▸ What you need to do
From the line containing "Thank you for the photo. Please point out the photographer" through the last line of the data, return those lines exactly as written and nothing more.

::::::

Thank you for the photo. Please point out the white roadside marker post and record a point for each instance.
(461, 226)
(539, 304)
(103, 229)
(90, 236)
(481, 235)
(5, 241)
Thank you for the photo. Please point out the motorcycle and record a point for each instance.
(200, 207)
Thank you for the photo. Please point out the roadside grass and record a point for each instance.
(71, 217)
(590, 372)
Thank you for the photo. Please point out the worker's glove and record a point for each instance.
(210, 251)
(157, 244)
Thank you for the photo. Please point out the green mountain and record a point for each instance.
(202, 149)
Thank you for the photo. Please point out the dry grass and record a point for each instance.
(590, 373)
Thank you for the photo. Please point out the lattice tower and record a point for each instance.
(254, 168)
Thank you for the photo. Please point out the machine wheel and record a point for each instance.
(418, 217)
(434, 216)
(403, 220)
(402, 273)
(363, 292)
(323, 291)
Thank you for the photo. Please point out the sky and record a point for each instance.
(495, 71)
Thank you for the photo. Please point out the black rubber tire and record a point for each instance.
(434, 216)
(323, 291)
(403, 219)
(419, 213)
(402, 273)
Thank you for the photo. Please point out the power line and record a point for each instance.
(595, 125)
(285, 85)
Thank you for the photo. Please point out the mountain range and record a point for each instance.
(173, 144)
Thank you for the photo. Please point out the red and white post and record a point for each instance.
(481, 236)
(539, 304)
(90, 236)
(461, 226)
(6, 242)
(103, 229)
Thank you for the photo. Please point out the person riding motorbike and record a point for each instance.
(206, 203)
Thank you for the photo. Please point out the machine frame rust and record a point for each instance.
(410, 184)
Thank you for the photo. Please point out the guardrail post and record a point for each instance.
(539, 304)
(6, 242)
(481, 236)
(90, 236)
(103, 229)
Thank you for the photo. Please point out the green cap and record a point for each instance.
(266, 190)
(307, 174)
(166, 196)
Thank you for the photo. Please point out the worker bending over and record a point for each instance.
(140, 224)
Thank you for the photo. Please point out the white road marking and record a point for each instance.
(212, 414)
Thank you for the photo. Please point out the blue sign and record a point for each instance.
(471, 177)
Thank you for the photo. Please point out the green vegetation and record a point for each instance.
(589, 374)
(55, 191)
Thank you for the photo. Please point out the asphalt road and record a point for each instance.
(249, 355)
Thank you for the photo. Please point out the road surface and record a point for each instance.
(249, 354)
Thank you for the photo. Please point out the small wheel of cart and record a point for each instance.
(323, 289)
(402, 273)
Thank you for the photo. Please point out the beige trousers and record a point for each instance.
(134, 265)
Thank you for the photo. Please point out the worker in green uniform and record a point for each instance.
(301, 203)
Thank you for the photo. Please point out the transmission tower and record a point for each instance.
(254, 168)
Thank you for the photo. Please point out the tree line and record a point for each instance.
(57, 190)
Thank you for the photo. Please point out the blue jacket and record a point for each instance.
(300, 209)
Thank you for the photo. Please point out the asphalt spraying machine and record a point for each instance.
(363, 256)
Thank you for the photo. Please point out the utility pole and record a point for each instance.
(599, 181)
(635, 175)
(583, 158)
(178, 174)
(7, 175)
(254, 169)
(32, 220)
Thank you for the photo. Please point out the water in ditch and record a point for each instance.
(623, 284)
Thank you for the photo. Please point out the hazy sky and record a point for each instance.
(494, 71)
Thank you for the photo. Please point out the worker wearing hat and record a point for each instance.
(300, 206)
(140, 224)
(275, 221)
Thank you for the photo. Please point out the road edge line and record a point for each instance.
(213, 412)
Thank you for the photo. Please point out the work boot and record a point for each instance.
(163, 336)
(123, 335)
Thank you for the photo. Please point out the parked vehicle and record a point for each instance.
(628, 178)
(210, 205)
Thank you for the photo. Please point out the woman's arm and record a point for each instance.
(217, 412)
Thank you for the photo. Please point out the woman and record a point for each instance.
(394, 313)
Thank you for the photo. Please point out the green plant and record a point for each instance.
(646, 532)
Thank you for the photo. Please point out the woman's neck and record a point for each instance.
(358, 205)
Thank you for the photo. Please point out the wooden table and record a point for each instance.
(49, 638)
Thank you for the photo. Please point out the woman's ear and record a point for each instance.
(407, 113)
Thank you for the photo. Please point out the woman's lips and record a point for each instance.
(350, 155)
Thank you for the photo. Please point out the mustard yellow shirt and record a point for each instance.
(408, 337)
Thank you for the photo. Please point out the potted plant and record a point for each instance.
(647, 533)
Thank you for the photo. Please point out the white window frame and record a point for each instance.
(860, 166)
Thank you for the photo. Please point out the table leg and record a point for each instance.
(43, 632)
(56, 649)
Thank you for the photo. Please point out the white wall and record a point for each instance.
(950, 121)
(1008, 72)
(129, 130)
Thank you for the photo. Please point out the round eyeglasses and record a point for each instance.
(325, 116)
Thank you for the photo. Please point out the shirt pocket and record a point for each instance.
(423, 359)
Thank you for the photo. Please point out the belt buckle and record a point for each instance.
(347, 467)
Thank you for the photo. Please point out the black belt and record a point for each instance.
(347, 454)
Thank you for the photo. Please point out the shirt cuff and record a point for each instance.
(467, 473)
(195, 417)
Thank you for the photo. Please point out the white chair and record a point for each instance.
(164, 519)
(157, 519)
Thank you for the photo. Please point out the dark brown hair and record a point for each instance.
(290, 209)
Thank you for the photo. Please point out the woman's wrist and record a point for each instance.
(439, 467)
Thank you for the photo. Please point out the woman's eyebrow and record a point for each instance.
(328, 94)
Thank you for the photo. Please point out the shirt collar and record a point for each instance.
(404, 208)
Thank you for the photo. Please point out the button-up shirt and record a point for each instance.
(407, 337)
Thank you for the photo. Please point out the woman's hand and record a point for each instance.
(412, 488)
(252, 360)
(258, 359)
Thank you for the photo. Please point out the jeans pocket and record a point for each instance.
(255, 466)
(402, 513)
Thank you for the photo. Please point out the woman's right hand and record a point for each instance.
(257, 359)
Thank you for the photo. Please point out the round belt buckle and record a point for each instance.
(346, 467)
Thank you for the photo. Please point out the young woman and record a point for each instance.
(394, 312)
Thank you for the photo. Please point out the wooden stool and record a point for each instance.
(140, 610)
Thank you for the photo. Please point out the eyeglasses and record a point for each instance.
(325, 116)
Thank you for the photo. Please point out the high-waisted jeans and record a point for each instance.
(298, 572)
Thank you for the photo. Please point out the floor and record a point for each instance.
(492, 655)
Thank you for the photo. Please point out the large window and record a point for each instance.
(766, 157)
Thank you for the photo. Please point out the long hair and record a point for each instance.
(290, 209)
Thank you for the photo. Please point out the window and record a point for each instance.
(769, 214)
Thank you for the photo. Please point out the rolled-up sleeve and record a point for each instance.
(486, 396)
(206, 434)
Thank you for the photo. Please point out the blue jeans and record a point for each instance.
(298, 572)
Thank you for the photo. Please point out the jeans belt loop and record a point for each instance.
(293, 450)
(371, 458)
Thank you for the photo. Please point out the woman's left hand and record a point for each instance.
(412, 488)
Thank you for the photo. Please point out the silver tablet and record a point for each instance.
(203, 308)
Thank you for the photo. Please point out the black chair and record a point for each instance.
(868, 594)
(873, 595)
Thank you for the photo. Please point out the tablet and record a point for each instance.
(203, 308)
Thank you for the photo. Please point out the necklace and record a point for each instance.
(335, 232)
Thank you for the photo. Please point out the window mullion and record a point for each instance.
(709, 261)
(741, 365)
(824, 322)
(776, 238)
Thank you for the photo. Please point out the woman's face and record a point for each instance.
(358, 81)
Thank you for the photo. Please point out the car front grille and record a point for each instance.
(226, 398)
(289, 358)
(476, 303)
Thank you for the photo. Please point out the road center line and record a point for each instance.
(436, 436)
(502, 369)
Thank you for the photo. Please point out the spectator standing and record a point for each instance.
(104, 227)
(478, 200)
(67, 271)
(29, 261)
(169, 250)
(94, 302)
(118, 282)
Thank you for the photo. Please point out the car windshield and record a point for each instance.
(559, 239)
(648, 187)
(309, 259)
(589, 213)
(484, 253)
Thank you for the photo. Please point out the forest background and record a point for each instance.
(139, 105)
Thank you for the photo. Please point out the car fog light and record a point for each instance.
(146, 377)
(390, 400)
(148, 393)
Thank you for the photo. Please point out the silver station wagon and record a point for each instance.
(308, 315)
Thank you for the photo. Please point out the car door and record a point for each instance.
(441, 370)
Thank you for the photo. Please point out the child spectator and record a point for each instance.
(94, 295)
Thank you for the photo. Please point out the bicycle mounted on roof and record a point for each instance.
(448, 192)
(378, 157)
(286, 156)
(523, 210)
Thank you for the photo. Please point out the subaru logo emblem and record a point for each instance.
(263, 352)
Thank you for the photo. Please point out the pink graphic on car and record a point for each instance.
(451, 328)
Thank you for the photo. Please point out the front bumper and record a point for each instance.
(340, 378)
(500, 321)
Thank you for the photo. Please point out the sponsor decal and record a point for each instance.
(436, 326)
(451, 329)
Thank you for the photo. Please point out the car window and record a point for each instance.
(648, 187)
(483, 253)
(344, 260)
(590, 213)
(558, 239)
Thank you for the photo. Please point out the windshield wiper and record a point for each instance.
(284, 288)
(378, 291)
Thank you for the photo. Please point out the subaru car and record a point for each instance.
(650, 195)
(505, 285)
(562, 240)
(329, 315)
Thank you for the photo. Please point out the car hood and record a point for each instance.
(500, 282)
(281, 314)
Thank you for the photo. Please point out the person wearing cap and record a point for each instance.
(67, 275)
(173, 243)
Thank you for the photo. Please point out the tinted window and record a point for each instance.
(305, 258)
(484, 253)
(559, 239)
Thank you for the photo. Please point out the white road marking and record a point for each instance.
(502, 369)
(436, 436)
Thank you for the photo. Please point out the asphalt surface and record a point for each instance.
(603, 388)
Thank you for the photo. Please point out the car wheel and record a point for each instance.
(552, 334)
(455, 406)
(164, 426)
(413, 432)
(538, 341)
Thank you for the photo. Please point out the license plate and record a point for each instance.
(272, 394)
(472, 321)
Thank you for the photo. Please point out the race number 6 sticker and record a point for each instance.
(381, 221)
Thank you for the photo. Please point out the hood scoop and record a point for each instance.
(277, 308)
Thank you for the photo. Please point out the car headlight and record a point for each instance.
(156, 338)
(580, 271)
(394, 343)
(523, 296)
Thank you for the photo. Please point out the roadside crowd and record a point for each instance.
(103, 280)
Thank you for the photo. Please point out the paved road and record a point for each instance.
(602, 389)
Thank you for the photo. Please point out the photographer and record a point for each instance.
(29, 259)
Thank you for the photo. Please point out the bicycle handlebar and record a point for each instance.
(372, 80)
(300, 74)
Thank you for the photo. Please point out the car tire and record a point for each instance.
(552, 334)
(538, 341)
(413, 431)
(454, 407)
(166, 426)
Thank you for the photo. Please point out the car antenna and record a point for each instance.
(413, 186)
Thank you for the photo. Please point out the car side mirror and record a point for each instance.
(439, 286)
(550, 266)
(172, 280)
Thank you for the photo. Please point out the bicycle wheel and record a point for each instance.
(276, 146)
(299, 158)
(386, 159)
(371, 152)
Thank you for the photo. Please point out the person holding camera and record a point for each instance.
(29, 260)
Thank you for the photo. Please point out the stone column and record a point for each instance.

::::::

▸ Task solution
Thank you for the photo. Please point out the photographer and record a point for each instance.
(29, 259)
Thank you for the photo. Please point out the bicycle handlebar and record a point for each instance.
(372, 80)
(300, 74)
Thank you for the photo. Please point out the car tire and record a point for each instance.
(552, 334)
(538, 341)
(413, 431)
(454, 407)
(166, 426)
Thank you for the photo. Please point out the car antenna and record a point for each instance.
(413, 186)
Thank you for the photo. Please point out the car side mirror and record a point for each instance.
(439, 286)
(550, 266)
(172, 280)
Thank you for the photo. Please point out the bicycle wheel and record a point for each instance.
(276, 146)
(299, 158)
(386, 159)
(371, 152)
Thank you for the photo. Please point out the person holding camera and record a point for each instance.
(29, 260)
Thank you for the photo. Please point out the stone column and record a point for each instance.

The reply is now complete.